> **AUFGABE 1**
Führen Sie die drei Herausforderungen auf, die der Autor laut der Rezension zu Engels Europabuch für eine Weiterentwicklung Europas benennt.
> **AUFGABE 2**
Führen Sie die Rezension zu Engels Europabuch im Anschluss an ihren letzten Satz weiter.

> **AUSGEWÄHLTER AUSZUG**
┄┄┄┄┄┄┄┄┄┄┄┄┄┄┄┄┄┄┄┄

/ 22.06.2013

Ulrich Engel
Europa als Versprechen. Philosophisch-theologische Debattenbeiträge
Wien: Passagen Verlag 2010 (Passagen Philosophie); 125 S.; 13,90 €; ISBN 978-3-85165-962-7Der Autor sieht Europa in einer Krise. Dies lasse sich nicht nur anhand der Probleme im Kontext der Weltfinanzkrise erkennen, sondern auch anhand des Scheiterns des EU-Verfassungsprojekts 2007 und des mühsamen Wegs zum Inkrafttreten des Reformvertrags von Lissabon 2009. Europa weise ein Demokratiedefizit auf und setze immer wieder ökonomische statt politische Schwerpunkte, kritisiert Engel. Europa, so formuliert er mit Jacques Derrida, auf den er immer wieder zu sprechen kommt, müsse als Versprechen verstanden werden. Eine Identitätskonzeption für den Kontinent könne „nur offen, gleichsam performativ gedacht werden“ (15). Der Autor benennt für eine Weiterentwicklung Europas drei Herausforderungen: die Ausformulierung der Finalität des europäischen Einigungsprozesses, die Generierung einer kulturell wie religiös plural angelegten europäischen Identität und die Entwicklung einer europäischen Öffentlichkeit. Er fragt anschließend, was die Kirchen angesichts der Säkularisierungstendenzen hierzu beitragen können. Mit dem italienischen Philosophen Gianni Vattimo sieht Engel in der Postmoderne weitestgehend ein Ende der Metaphysik: „An die Stelle eines Denkens, das sich an ‚starken‘ Prinzipien orientierte […] sei das freie Spiel der Interpretationen getreten“ (90). Damit ein „zivilgesellschaftlich geläutertes, politisch-theologisch reflektiertes Christentum“ (92) Teil des europäischen Wertefundaments werden könne, müsse es von allen Symbolen von Herrschaft und Dominanz lassen und sich wieder seiner biblischen Ursprünge vergewissern. Denn in seinen Ausführungen über den Ort der Gewalt im Religiösen selbst macht Engel deutlich, dass diese Verbindung nur zu brechen sei durch eine Religion, die frei sei „von allem bestimmt Religiösen“ (21). Damit verweist der Autor auf die apophatische oder negative Theologie, aber auch den Mystizismus. Die Offenbarungsreligionen sollten sich auf ihre Tradition des „Nicht-Eindeutigen, vielleicht sogar des Pseudohäretischen“ (22) berufen, um dauerhaft Teil des Fundaments der EU sein zu können.

┄┄┄┄┄┄┄┄┄┄┄┄┄┄┄┄┄┄┄┄

> **VERFÜGBARE DATEN**
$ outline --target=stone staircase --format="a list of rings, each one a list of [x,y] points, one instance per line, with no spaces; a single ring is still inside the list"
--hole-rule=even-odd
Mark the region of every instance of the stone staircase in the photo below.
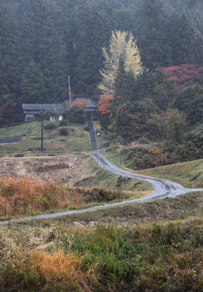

┄┄┄┄┄┄┄┄┄┄┄┄┄┄┄┄┄┄┄┄

> **SCHRIFTLICHE ANTWORT 1**
- die Ausformulierung der Finalität des europäischen Einigungsprozesses
- die Generierung einer kulturell wie religiös plural angelegten europäischen Identität
- die Entwicklung einer europäischen Öffentlichkeit

> **SCHRIFTLICHE ANTWORT 2**
Timo Lüth (TIL)
Student, Institut für Politische Wissenschaft, Universität Hamburg.
Rubrizierung: 2.61 | 2.23 | 3.1 | 5.42
Empfohlene Zitierweise: Timo Lüth, Rezension zu: Ulrich Engel: Europa als Versprechen. Wien: 2010, in: Portal für Politikwissenschaft, https://www.pw-portal.de/rezension/32734-europa-als-versprechen_39092, veröffentlicht am 11.01.2011.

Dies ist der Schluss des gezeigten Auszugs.